— start of GIVEN INFORMATION —

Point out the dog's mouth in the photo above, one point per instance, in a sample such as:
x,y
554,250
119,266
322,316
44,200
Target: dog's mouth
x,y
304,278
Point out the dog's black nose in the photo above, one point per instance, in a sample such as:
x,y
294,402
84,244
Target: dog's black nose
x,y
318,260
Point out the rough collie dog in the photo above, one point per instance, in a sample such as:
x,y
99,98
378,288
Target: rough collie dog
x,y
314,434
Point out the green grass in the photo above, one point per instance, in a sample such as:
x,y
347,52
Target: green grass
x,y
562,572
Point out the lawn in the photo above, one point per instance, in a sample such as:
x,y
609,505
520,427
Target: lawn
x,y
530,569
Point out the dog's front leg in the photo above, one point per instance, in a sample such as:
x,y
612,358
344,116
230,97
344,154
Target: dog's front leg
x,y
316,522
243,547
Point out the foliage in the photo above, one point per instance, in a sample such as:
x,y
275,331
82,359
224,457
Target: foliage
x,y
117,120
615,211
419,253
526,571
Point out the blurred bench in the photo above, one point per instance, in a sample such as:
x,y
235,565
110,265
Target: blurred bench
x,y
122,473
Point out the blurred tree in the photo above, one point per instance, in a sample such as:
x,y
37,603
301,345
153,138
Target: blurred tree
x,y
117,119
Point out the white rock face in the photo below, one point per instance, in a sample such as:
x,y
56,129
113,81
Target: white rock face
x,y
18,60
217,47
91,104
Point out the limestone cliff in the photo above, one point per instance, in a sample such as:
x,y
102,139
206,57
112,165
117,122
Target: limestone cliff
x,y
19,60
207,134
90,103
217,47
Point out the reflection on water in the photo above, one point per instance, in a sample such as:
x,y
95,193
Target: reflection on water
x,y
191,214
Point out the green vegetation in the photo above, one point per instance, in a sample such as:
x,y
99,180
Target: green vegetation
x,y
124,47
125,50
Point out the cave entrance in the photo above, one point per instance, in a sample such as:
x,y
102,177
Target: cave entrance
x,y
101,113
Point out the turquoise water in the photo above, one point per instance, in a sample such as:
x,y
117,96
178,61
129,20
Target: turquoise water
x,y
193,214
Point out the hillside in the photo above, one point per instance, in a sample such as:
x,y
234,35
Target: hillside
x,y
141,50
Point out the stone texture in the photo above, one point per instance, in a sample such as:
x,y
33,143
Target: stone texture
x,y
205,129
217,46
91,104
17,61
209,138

— end of GIVEN INFORMATION —

Rewrite everything from the line containing "Point out the cave" down to the end of the records, shifting each answer coordinate by adding 137 to both its x and y values. Keep all other lines, including the sample coordinates, unchanged.

Point out the cave entrance in the photo above, one point per instance, in a sample such as:
x,y
102,177
Target: cave entrance
x,y
238,250
Point out the turquoise water in the photo above, one point per instance, in a sample such as:
x,y
117,96
178,61
129,20
Target: turquoise water
x,y
330,351
Point out the hillside in the photo above, one point per instance, in a sample such as:
x,y
234,35
Target: hillside
x,y
278,187
Point out the stone texture in the photo above, one point per instance, in a sample such as:
x,y
33,143
Target: stone texture
x,y
342,266
354,183
228,241
154,198
346,275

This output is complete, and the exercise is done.